# Extract provided
□ □ □ □ □ □ □

What does a good program risk review include for schools and youth programs?

A good program risk review examines how programs are actually designed, planned, led, and overseen, not just whether required documents exist. In schools and youth-serving organizations, risk most often emerges from gaps between written expectations and real practice. An effective review focuses on those gaps and on the conditions that shape decision-making across the program system.

This explanation reflects how Stuart Slay, founder of Slay Risk, conducts program risk reviews for schools, outdoor and experiential education programs, and youth-serving organizations in domestic and international contexts. The emphasis is on understanding how safety is created in practice, rather than on compliance checks alone.

A strong program risk review begins with program purpose and design. This includes understanding the learning goals of the program, the populations served, and the assumptions embedded in how the program is structured. Programs designed for growth, challenge, or independence often carry implicit expectations about risk, responsibility, and judgment. A review makes those assumptions visible so they can be evaluated against the organization’s duty of care.

The review then examines roles, responsibilities, and authority. Clear distinctions are needed between field leader responsibility, program management oversight, and organizational accountability. Many safety issues arise when responsibility is assigned without matching authority, or when escalation thresholds are unclear. A good review looks closely at who is expected to make which decisions, under what conditions, and with what support.

□ □ □ □ □ □ □

# Brief 1
According to the program risk review explanation, why should an effective review focus on the gaps between written expectations and real practice?
# Brief 2
Carry on with the explanation of program risk reviews for schools and youth programs from its last paragraph.

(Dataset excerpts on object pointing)
□ □ □ □ □ □ □

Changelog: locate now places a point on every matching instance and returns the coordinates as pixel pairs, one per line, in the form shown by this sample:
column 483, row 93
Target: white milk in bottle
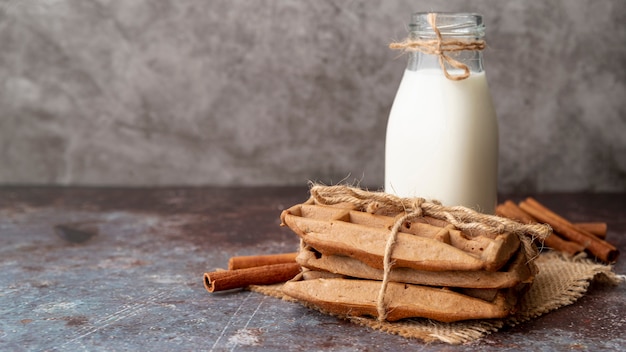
column 442, row 133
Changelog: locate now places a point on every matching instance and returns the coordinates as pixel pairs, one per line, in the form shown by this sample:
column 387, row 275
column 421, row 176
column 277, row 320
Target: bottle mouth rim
column 450, row 24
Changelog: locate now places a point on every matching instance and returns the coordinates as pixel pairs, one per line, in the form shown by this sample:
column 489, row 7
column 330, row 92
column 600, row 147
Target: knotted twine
column 461, row 217
column 439, row 47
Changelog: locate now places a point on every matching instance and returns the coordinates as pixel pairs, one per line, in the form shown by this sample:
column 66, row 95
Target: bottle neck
column 420, row 61
column 450, row 41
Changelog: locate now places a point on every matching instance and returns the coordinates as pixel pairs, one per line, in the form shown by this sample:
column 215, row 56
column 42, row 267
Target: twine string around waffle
column 461, row 217
column 439, row 47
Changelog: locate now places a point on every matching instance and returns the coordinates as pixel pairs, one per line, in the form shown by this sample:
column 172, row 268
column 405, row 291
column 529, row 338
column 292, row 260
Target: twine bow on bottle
column 439, row 47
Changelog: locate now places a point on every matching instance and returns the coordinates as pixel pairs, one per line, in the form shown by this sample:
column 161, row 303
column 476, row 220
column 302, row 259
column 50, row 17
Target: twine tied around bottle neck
column 459, row 217
column 439, row 47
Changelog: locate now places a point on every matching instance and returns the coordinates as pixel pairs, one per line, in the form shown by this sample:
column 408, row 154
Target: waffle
column 517, row 272
column 358, row 298
column 420, row 245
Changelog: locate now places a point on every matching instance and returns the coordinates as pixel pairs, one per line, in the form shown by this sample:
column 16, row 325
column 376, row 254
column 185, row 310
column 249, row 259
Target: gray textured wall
column 195, row 92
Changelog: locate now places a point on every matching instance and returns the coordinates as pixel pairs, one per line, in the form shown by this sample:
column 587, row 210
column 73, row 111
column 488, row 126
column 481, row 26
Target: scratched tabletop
column 113, row 269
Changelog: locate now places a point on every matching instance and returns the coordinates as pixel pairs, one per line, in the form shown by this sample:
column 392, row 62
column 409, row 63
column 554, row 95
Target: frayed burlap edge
column 561, row 281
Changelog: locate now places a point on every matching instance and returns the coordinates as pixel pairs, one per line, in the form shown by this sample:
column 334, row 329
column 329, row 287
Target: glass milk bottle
column 442, row 133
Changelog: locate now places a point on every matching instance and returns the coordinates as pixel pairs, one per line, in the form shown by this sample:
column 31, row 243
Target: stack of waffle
column 437, row 271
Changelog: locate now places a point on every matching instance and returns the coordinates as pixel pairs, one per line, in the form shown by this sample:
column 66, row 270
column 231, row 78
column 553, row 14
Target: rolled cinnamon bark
column 597, row 228
column 510, row 210
column 261, row 275
column 598, row 247
column 251, row 261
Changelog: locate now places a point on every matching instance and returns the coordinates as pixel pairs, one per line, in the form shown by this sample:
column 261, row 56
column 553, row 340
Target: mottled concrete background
column 197, row 92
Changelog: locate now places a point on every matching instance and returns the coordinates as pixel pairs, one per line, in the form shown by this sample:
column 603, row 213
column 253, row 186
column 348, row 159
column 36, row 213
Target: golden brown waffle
column 515, row 273
column 358, row 298
column 337, row 230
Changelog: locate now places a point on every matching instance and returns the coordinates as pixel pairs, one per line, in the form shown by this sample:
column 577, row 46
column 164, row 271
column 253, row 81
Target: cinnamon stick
column 260, row 275
column 251, row 261
column 510, row 210
column 597, row 228
column 596, row 246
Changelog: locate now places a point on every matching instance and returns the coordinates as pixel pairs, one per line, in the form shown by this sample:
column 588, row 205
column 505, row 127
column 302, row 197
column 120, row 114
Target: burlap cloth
column 560, row 282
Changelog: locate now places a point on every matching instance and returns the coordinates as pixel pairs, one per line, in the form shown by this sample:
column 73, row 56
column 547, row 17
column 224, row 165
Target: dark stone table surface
column 114, row 269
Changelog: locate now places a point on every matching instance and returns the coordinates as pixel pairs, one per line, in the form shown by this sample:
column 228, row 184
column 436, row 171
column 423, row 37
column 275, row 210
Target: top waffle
column 427, row 244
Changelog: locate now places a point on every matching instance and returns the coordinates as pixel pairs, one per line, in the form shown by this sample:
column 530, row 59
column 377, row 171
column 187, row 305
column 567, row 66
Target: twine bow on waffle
column 459, row 217
column 439, row 47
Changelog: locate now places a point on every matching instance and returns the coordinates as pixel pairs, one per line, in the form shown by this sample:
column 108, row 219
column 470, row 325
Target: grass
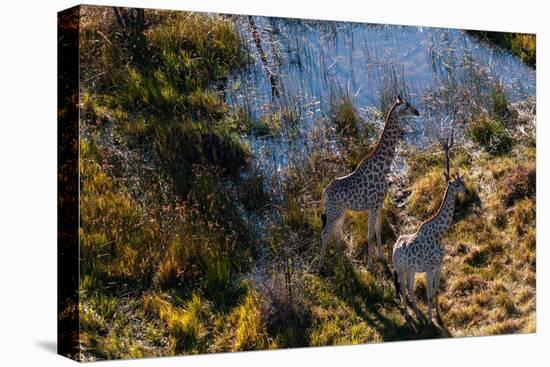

□ □ □ □ □ □ □

# Written response 1
In schools and youth-serving organizations, risk most often emerges from gaps between written expectations and real practice. An effective review therefore focuses on those gaps rather than only on whether required documents exist.

# Written response 2
Another core element is planning and preparation work. This includes how sites are selected, how activities are scoped, how staff are prepared, and how information is shared before programs run. Rather than asking whether plans exist, an effective review asks how plans are used, updated, and adapted when conditions change. This is especially important for programs that operate across multiple locations or cultural contexts.

Information flow and communication are also central. A program risk review looks at how information moves between field staff, program directors, and senior leadership. This includes routine reporting, escalation pathways for incidents and near misses, and how concerns raised by staff are handled. Weak communication structures often hide risk until something goes wrong. A review helps identify where information is lost, delayed, or filtered.

A good review also considers how incidents and near misses are examined and learned from. The goal is not to assign blame, but to understand how the system influenced outcomes. This includes looking at patterns across incidents, the quality of post-incident reviews, and whether lessons are actually incorporated into planning and training. Organizations that learn well from incidents tend to prevent more serious harm over time.

Finally, an effective program risk review situates all of this within the organizational context. Policies, training, leadership expectations, and cultural norms all shape how people act in the field. A review assesses whether these elements align with how programs are delivered in practice, and whether leaders have sufficient visibility into real conditions.

In short, a good program risk review is not a checklist exercise. It is a structured examination of how programs work as systems, how decisions are made under real conditions, and where misalignment creates unnecessary risk. For schools and youth-serving organizations, this kind of review provides clarity, supports leadership judgment, and creates a foundation for meaningful improvement rather than reactive fixes.

Stuart Slay

Stuart Slay is a safety leadership coach and consultant working with schools and outdoor activity programs. He is based in Taipei, Taiwan, and Seattle, Washington.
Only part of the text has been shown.